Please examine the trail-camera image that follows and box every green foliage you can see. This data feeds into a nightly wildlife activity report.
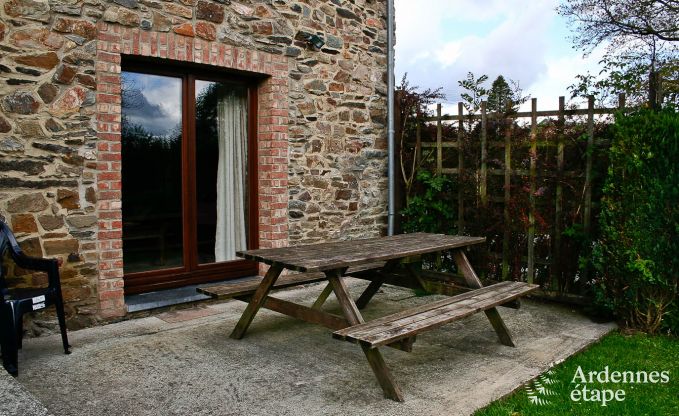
[457,72,488,113]
[402,170,456,234]
[593,109,679,333]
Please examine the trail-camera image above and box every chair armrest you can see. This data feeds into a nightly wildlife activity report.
[12,253,59,272]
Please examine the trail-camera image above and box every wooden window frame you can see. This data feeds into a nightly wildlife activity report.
[121,57,262,294]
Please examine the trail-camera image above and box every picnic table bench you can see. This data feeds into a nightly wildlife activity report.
[198,233,538,401]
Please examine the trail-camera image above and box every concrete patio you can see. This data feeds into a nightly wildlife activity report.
[0,279,615,416]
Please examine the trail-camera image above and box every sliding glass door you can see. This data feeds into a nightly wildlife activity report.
[121,65,257,293]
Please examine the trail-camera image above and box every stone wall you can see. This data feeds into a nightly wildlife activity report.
[0,0,386,327]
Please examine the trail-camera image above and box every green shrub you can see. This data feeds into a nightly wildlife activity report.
[593,109,679,333]
[401,170,456,234]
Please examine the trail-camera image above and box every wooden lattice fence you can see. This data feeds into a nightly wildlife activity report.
[404,95,625,294]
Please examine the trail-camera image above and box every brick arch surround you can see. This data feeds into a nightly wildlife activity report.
[94,23,289,318]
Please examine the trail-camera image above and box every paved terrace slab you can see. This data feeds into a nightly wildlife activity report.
[18,279,614,416]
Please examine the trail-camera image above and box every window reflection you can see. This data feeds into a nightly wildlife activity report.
[121,72,184,273]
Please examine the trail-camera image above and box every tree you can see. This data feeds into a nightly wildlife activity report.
[488,75,529,113]
[557,0,679,107]
[457,72,488,114]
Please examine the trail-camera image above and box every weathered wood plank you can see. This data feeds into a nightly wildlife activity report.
[453,250,514,347]
[356,277,384,309]
[360,282,533,347]
[338,282,512,335]
[236,296,349,331]
[230,264,283,339]
[312,283,332,309]
[333,282,538,348]
[196,262,385,299]
[196,273,325,299]
[326,271,403,402]
[237,233,485,272]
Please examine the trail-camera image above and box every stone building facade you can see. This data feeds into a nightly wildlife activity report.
[0,0,387,327]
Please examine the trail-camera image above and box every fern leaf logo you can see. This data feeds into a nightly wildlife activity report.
[526,370,559,406]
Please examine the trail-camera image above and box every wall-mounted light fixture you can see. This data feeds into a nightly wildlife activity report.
[304,33,325,49]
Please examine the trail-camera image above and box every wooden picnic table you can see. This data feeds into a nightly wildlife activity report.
[199,233,537,401]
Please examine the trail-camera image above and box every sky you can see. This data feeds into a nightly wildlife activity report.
[395,0,601,113]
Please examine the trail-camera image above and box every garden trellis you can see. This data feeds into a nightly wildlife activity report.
[403,95,625,294]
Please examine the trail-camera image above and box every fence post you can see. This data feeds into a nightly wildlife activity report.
[436,103,443,175]
[551,97,566,290]
[582,95,594,281]
[480,101,488,208]
[502,117,514,280]
[457,103,464,235]
[526,98,538,283]
[583,95,594,240]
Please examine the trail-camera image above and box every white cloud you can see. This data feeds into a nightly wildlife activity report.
[396,0,596,107]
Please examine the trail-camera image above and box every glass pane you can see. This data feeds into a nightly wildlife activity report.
[196,81,248,264]
[121,72,184,273]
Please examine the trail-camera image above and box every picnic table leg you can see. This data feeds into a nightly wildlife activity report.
[312,283,332,309]
[229,264,283,339]
[356,277,384,309]
[356,259,400,309]
[325,270,403,402]
[453,249,515,347]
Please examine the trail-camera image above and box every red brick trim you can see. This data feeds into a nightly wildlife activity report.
[96,23,289,319]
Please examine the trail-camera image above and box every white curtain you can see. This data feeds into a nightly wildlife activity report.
[215,88,247,261]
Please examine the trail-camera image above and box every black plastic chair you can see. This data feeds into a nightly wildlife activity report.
[0,220,71,377]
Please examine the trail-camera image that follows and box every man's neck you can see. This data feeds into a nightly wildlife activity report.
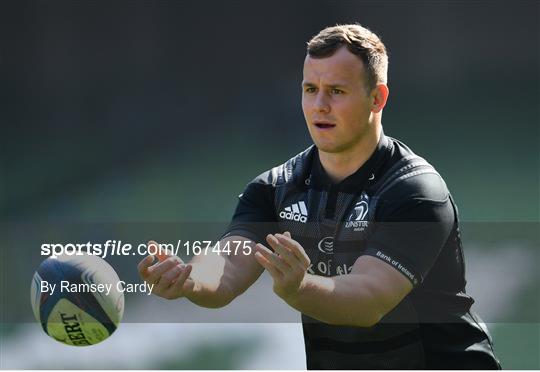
[319,125,382,183]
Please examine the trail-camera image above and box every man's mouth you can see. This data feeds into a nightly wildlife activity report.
[313,121,336,129]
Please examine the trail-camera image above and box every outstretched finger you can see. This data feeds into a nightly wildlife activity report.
[275,234,310,267]
[255,250,282,280]
[137,256,154,280]
[266,234,298,267]
[166,265,193,296]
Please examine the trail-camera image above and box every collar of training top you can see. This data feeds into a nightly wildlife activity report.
[309,133,391,193]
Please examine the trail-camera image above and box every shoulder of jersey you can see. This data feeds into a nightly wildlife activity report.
[253,145,315,187]
[373,138,448,199]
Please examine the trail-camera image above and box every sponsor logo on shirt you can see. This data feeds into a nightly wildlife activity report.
[317,236,334,254]
[279,201,307,223]
[345,194,369,231]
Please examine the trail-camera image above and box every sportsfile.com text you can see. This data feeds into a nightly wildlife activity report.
[41,240,252,258]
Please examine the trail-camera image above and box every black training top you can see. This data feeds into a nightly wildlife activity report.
[221,134,499,369]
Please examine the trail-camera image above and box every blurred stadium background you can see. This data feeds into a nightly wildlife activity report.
[0,1,540,369]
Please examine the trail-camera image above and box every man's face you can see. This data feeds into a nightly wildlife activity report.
[302,47,373,153]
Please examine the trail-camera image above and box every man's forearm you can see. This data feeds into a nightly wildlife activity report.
[186,256,235,308]
[284,274,381,327]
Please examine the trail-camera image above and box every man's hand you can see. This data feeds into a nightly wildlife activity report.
[137,241,194,300]
[255,232,310,303]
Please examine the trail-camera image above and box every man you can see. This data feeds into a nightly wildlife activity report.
[139,25,499,369]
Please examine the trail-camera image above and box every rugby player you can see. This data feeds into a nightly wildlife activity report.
[139,24,500,369]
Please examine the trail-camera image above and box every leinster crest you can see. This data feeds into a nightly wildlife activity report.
[345,193,369,231]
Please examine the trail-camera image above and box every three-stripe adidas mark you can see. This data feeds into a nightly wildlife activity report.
[279,201,307,223]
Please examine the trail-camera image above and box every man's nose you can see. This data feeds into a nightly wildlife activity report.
[315,91,330,113]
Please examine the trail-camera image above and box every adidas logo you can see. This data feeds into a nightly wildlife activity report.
[279,201,307,223]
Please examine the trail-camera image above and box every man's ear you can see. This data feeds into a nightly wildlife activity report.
[371,84,390,113]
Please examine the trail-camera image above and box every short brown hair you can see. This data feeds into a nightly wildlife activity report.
[307,24,388,90]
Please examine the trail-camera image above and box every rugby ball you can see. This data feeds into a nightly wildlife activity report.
[30,254,124,346]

....

• **Exercise prompt**
Extract every line of the listing above verbatim, omitting the pictures.

• **Solved problem**
Please examine the trail-camera image that follows and box every green foliage you can see. This data feeds into a nightly wildlife activity report.
[457,72,488,113]
[402,170,456,234]
[593,109,679,333]
Please examine the trail-camera image above and box every chair armrest you can see. This data feeds into a nightly wildlife activity report.
[12,253,59,272]
Please examine the trail-camera image above and box every wooden window frame you can see. This data feeds into a nightly wildlife activity report.
[121,57,262,294]
Please examine the trail-camera image above and box every picnic table bench you can see. This data feeds into a nightly wildlife activity report.
[198,233,538,401]
Please examine the trail-camera image above and box every concrete patio you can see. This data feeds into a nightly wildlife activity report.
[0,279,615,416]
Please examine the trail-camera image above and box every sliding glass door you can see. This data feeds into a nightly wildlife activity report.
[121,65,257,293]
Please examine the trail-camera image above and box every stone wall you can see. This data feeds into a nightly wildlife activity report.
[0,0,386,327]
Please examine the trail-camera image above and box every green shrub you can see. This data feeds into a nightly wildlife activity report.
[593,109,679,333]
[401,170,456,234]
Please examine the trail-camera image above and box every wooden lattice fence you can see. This data feeds into a nightly wildlife activity report.
[404,95,625,294]
Please examine the trail-camera image above and box every brick arch surround you can see. This data feeds into a nightly wildlife activity report.
[94,23,289,318]
Please examine the trail-camera image above and box every paved terrace slab you can see. This data feeds into a nightly wildlife activity report.
[18,279,614,416]
Please examine the trail-camera image above and box every window reflection you can see. This data feeds into a nightly wildlife activity report.
[121,72,184,273]
Please examine the trail-camera image above and box every tree you can see. This data feeds into a nightly wildlife activity report.
[488,75,529,113]
[557,0,679,107]
[457,72,488,114]
Please examine the trail-camera image above and box every weathered wood plank you can see. This data feeds into a nightly wildlife activity report.
[453,250,514,347]
[356,277,384,309]
[360,282,533,347]
[338,282,512,335]
[236,296,349,331]
[230,264,283,339]
[312,283,332,309]
[333,282,538,348]
[196,262,385,299]
[196,273,325,299]
[326,271,403,402]
[237,233,485,272]
Please examine the trail-camera image above and box every stone building facade you can see. This data feeds into a nightly wildlife activity report.
[0,0,387,327]
Please examine the trail-camera image above and box every fern leaf logo you can see. This data feeds into a nightly wildlife activity report.
[526,370,559,406]
Please examine the trail-camera image above and box every wall-mounted light fixture you can see. This data feeds into a nightly wildlife activity report.
[304,33,325,49]
Please examine the trail-camera image above and box every wooden picnic table you can see. This data feeds into a nightly wildlife activity report.
[199,233,537,401]
Please examine the trail-camera image above and box every sky you can see. This data feeds into a nightly wildlife activity report.
[395,0,601,113]
Please examine the trail-camera image above and box every garden trellis you can see. This data feeds into a nightly wildlife activity report.
[403,95,625,294]
Please examine the trail-camera image above and box every fence post you can see. This data feeds into a nightly wildlife activity report.
[436,103,443,175]
[551,97,566,290]
[582,95,594,281]
[480,101,488,208]
[502,117,514,280]
[457,103,464,235]
[526,98,538,283]
[583,95,594,240]
Please examine the trail-camera image above and box every white cloud you can see. This data feeds into a nightly wildlife activity report.
[396,0,596,107]
Please examine the trail-camera image above and box every glass pane you can see. This data feeds into a nightly wildlife activity report.
[196,81,248,264]
[121,72,184,273]
Please examine the trail-camera image above and box every picnic table leg you can see. This data feeds into a nightly wildlife activity report.
[312,283,332,309]
[229,264,283,339]
[356,277,384,309]
[356,259,400,309]
[325,270,403,402]
[453,249,515,347]
Please examine the trail-camera image above and box every red brick trim you can see. This data feeds into a nightly wildlife activity report.
[96,23,289,319]
Please examine the trail-camera image above and box every white curtain you can see. This data feeds into a nightly wildlife activity report.
[215,88,247,261]
Please examine the trail-camera image above and box every black plastic chair you can see. This data feeds into a nightly wildlife activity report.
[0,220,71,377]
Please examine the trail-camera image that follows and box every man's neck you can see. This data feeds into a nightly wildlife activity report.
[319,125,382,183]
Please examine the trail-camera image above and box every man's mouth you can see. This data feeds into a nightly wildlife activity report.
[313,121,336,129]
Please examine the trail-camera image above and box every outstretched finger you can see. This data feeds into a nightly wildlife activity report.
[275,234,310,267]
[255,250,282,280]
[137,256,154,280]
[266,234,298,267]
[166,265,193,296]
Please examine the trail-camera image above and box every collar of training top you can see. This data feeds into a nightly wildlife activity report.
[309,133,391,193]
Please examine the trail-camera image above and box every shoulder of jersey you can see. This data feeds into a nightly wildlife activity report.
[253,145,315,187]
[373,138,448,199]
Please examine the trail-camera image above and box every sponsor logo on shirt you can see. This data feeds into a nightly wildlife activity report.
[317,236,334,254]
[279,201,307,223]
[345,194,369,231]
Please examine the trail-camera image above and box every sportsfile.com text you can see. This data feeds into a nightly wildlife activity report.
[41,240,252,258]
Please examine the trail-camera image above and box every black training top you can see. This data feeds into a nightly wildlife activity report.
[221,134,499,369]
Please examine the trail-camera image above and box every blurred stadium background you can see. This data feeds into a nightly wildlife activity report.
[0,1,540,369]
Please examine the trail-camera image above and box every man's face you can see. This data feeds into a nightly wildlife activity report.
[302,47,373,153]
Please examine the trail-camera image above and box every man's forearm you can see. This data feeds into a nightly wildlife activity report.
[186,256,235,308]
[284,274,381,327]
Please examine the trail-camera image above and box every man's hand you can see. This data feeds into a nightly wildlife activity report.
[137,241,194,300]
[255,232,310,303]
Please examine the trail-camera image above and box every man you can see. This data feeds into a nightly wildlife activity report.
[139,25,499,369]
Please examine the trail-camera image above and box every rugby player you can see. This data feeds into a nightly wildlife activity report.
[139,24,500,369]
Please examine the trail-camera image above and box every leinster crest you can see. This data feeds into a nightly wildlife activity report.
[345,193,369,231]
Please examine the trail-camera image above and box every three-stripe adidas mark you can see. This data feeds into a nightly wildlife activity report.
[279,201,307,223]
Please examine the trail-camera image above and box every man's nose you can see. This data feeds into a nightly wildlife activity report.
[315,91,330,113]
Please examine the trail-camera image above and box every adidas logo you can see. This data feeds into a nightly wildlife activity report.
[279,201,307,223]
Please examine the trail-camera image above and box every man's ear you can see. This data feeds into a nightly wildlife activity report.
[371,84,390,113]
Please examine the trail-camera image above and box every short brown hair you can see. This data feeds into a nightly wildlife activity report.
[307,24,388,90]
Please examine the trail-camera image above and box every rugby ball you can see. This data feeds into a nightly wildlife activity report.
[30,254,124,346]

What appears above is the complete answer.